→ **What the task asks**: Reproduce, unchanged, the lines of the records below, starting at the line that has "Trace the outline of every instance of the palm" and stopping after the line that has "[(307, 48), (42, 7), (39, 301), (311, 302)]".

→ **Data section**:
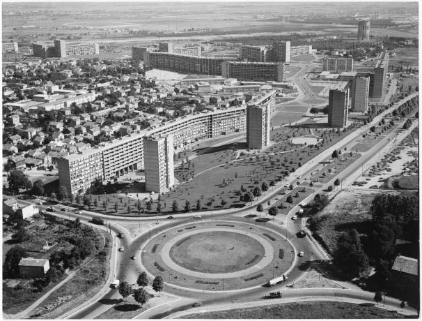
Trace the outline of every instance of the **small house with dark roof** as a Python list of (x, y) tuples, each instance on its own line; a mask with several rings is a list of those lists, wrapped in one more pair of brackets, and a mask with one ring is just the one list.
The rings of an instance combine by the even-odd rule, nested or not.
[(49, 260), (47, 259), (26, 257), (21, 259), (19, 262), (19, 274), (21, 278), (45, 278), (49, 269)]

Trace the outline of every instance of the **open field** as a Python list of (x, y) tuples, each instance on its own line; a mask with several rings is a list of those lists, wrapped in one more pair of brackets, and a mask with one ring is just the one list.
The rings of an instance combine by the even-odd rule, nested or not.
[(184, 319), (383, 319), (403, 315), (375, 306), (338, 301), (287, 303), (184, 315)]

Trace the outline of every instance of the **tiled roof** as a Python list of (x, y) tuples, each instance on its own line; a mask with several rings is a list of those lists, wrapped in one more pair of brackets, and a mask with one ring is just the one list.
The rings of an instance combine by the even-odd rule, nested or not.
[(396, 257), (391, 269), (417, 276), (419, 269), (418, 260), (412, 257), (399, 255)]

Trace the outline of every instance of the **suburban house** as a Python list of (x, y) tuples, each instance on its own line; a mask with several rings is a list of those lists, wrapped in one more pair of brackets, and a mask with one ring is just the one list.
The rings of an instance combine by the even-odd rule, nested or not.
[(19, 274), (22, 278), (45, 278), (50, 269), (49, 260), (26, 257), (19, 262)]

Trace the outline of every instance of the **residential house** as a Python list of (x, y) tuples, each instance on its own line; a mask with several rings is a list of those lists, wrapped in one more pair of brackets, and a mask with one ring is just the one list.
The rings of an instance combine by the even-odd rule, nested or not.
[(21, 259), (19, 262), (19, 275), (21, 278), (43, 278), (49, 269), (48, 259), (26, 257)]

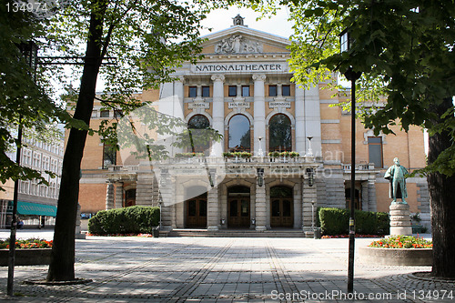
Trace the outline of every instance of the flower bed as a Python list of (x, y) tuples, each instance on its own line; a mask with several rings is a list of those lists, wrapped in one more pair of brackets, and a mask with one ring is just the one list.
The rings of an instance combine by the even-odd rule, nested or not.
[(431, 266), (433, 245), (421, 237), (393, 236), (359, 247), (360, 260), (398, 266)]
[[(382, 236), (356, 234), (356, 237), (379, 237)], [(322, 238), (343, 238), (343, 237), (349, 237), (349, 235), (322, 236)]]
[(433, 244), (423, 237), (412, 236), (392, 236), (373, 241), (370, 247), (383, 248), (432, 248)]
[[(52, 241), (38, 238), (15, 241), (15, 265), (48, 265)], [(0, 240), (0, 266), (8, 265), (9, 240)]]
[[(39, 238), (29, 238), (26, 240), (17, 239), (15, 241), (16, 248), (48, 248), (52, 247), (52, 241)], [(0, 240), (0, 249), (9, 248), (9, 239)]]

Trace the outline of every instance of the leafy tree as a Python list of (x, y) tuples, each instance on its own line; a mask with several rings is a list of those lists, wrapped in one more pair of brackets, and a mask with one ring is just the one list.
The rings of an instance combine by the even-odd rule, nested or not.
[[(217, 6), (238, 4), (217, 2)], [(244, 0), (266, 14), (286, 5), (295, 22), (291, 37), (294, 79), (318, 83), (328, 71), (352, 66), (366, 99), (387, 103), (364, 115), (376, 134), (391, 134), (399, 121), (430, 134), (428, 177), (430, 193), (434, 276), (455, 277), (455, 3), (425, 0)], [(208, 7), (208, 9), (212, 6)], [(348, 29), (352, 47), (339, 54), (338, 35)]]
[(6, 153), (20, 146), (19, 125), (25, 137), (49, 141), (56, 135), (56, 127), (50, 126), (67, 116), (49, 97), (48, 79), (41, 67), (38, 71), (31, 68), (19, 48), (44, 36), (43, 26), (32, 14), (8, 12), (5, 4), (0, 5), (0, 183), (36, 178), (47, 184), (40, 172), (17, 165)]
[[(81, 0), (72, 2), (47, 27), (61, 52), (85, 58), (80, 87), (73, 100), (73, 117), (79, 124), (73, 124), (69, 131), (64, 156), (47, 280), (75, 279), (79, 171), (86, 136), (95, 132), (89, 122), (98, 76), (103, 76), (106, 90), (111, 92), (101, 99), (103, 105), (121, 110), (120, 116), (128, 115), (143, 106), (134, 92), (156, 88), (160, 82), (172, 80), (171, 74), (181, 62), (194, 62), (202, 41), (198, 37), (201, 18), (189, 5), (172, 0)], [(86, 48), (81, 49), (81, 45)], [(116, 65), (103, 66), (107, 57), (115, 57)], [(105, 122), (96, 130), (110, 146), (116, 146), (116, 124)]]

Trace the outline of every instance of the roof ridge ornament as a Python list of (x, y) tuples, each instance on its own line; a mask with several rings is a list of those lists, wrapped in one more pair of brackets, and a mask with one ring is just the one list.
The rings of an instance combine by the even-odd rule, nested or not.
[(235, 17), (232, 18), (234, 24), (234, 25), (232, 26), (237, 26), (237, 25), (247, 26), (243, 24), (243, 19), (245, 18), (242, 17), (240, 14), (238, 14)]

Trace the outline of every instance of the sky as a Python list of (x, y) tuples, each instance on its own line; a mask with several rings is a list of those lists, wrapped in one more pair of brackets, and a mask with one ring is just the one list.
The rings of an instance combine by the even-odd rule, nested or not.
[[(245, 19), (244, 25), (252, 29), (260, 30), (269, 34), (280, 35), (288, 38), (292, 35), (292, 23), (288, 21), (288, 14), (286, 7), (280, 9), (276, 15), (271, 15), (270, 18), (264, 17), (259, 21), (256, 21), (261, 15), (259, 13), (255, 13), (251, 9), (231, 7), (228, 10), (218, 9), (207, 15), (207, 19), (202, 22), (206, 27), (212, 27), (212, 33), (229, 28), (232, 25), (232, 18), (238, 14), (240, 14)], [(202, 35), (207, 35), (210, 32), (206, 29)]]

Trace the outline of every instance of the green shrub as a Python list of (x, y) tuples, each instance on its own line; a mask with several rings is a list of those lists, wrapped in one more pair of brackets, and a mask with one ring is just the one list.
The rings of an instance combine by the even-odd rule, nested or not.
[(94, 235), (151, 233), (159, 224), (159, 207), (129, 207), (101, 210), (88, 220)]
[[(318, 219), (324, 235), (337, 236), (349, 233), (349, 209), (320, 208)], [(356, 233), (360, 235), (389, 234), (389, 214), (372, 211), (355, 211)]]

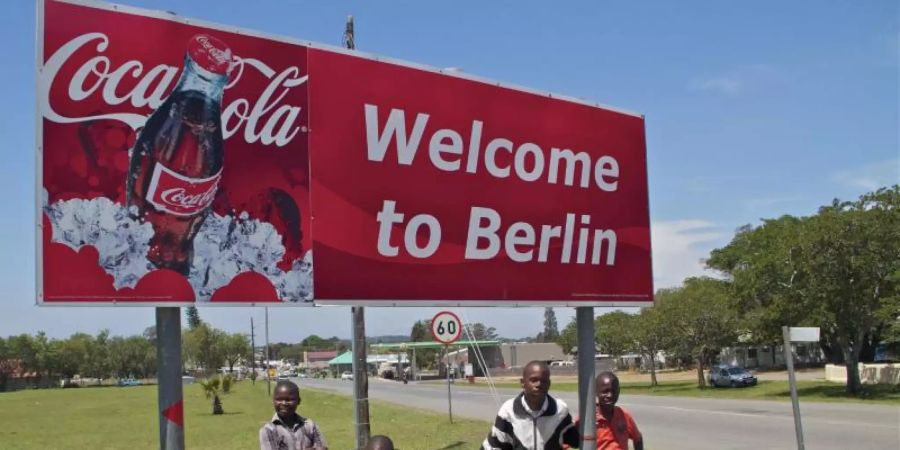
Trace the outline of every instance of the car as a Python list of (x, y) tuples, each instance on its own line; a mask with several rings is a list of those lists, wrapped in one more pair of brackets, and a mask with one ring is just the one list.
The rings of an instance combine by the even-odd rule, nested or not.
[(709, 369), (709, 385), (712, 387), (756, 386), (756, 376), (743, 367), (719, 365)]
[(141, 381), (134, 378), (120, 378), (119, 386), (140, 386)]

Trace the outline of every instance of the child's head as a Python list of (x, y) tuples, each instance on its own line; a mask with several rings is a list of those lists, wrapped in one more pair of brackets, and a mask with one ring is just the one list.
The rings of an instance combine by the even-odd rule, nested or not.
[(543, 361), (531, 361), (522, 369), (522, 391), (531, 407), (540, 408), (550, 390), (550, 368)]
[(619, 401), (619, 377), (616, 374), (604, 371), (597, 374), (594, 385), (597, 391), (597, 406), (610, 410)]
[(279, 381), (275, 385), (275, 392), (272, 395), (272, 405), (275, 406), (275, 413), (282, 420), (293, 418), (297, 412), (297, 406), (300, 405), (300, 388), (292, 381)]

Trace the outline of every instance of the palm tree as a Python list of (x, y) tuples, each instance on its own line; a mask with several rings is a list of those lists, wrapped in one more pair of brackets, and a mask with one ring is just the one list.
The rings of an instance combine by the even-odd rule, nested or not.
[(206, 398), (213, 399), (213, 414), (223, 414), (225, 410), (222, 409), (222, 400), (219, 399), (219, 396), (224, 393), (221, 379), (219, 377), (207, 378), (206, 380), (200, 380), (199, 383), (203, 387), (203, 393), (206, 394)]

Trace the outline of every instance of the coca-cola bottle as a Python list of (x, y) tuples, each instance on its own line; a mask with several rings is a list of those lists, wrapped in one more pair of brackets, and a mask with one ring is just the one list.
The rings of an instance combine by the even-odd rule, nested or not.
[(192, 37), (175, 90), (147, 119), (131, 151), (126, 204), (153, 224), (147, 258), (158, 268), (190, 272), (194, 237), (222, 178), (222, 91), (231, 65), (225, 43)]

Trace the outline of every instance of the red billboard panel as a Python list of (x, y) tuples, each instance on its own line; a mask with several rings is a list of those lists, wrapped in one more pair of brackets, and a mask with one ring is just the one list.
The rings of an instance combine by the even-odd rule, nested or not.
[(652, 301), (640, 116), (164, 13), (42, 9), (43, 304)]
[(309, 58), (317, 301), (651, 301), (642, 117)]
[(307, 48), (42, 7), (39, 301), (311, 302)]

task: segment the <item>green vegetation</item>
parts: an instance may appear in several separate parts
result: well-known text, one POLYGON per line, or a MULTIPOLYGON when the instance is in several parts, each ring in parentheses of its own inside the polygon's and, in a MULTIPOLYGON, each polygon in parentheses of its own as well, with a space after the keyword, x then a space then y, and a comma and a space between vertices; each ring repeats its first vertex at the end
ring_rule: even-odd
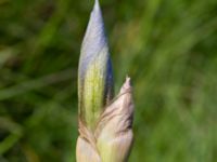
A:
MULTIPOLYGON (((0 0, 0 162, 75 161, 90 0, 0 0)), ((135 93, 130 162, 215 162, 217 1, 101 0, 115 90, 135 93)))

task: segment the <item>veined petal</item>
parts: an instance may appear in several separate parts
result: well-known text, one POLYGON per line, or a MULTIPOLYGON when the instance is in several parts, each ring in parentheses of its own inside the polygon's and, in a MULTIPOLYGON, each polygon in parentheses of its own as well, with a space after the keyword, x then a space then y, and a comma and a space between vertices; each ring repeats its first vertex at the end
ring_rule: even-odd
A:
POLYGON ((113 72, 101 9, 95 0, 81 45, 78 70, 79 117, 94 130, 103 107, 113 97, 113 72))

→ **The solution**:
Trace the outline of every instance of the palm tree as a Python list of (x, y) tuples, each instance on its own line; a mask with several rings is a list of those lists, wrapped in one more pair of brackets, and a mask with one ring is just the one list.
The rings of an instance combine by the even-odd rule, nested or not.
[(206, 398), (213, 399), (213, 414), (223, 414), (225, 410), (222, 409), (222, 400), (219, 399), (219, 396), (224, 393), (221, 379), (219, 377), (207, 378), (206, 380), (200, 380), (199, 383), (203, 387), (203, 393), (206, 394)]

Trace the outline of every instance of the coca-cola bottle as a Python list of (x, y) tuples, each instance on its own line; a mask with several rings is a list of those lists, wrapped in one more pair of brackets, and a mask with one ring is just the one list.
The rings of an instance combine by the even-odd rule, nested or not.
[(192, 37), (175, 90), (147, 119), (131, 151), (126, 204), (153, 224), (147, 258), (158, 268), (190, 272), (194, 237), (222, 178), (222, 91), (231, 65), (225, 43)]

Trace the outline of every instance of the red billboard panel as a Python list of (x, y) tuples, each instance on its own line; a mask with several rings is a list of those lists, wrapped in one more pair of brackets, and a mask with one ring is just the one list.
The rings of an instance combine by the even-odd rule, nested or not.
[(652, 301), (640, 116), (164, 13), (42, 9), (43, 304)]
[(309, 58), (317, 301), (651, 301), (642, 117)]
[(307, 48), (42, 7), (39, 301), (311, 302)]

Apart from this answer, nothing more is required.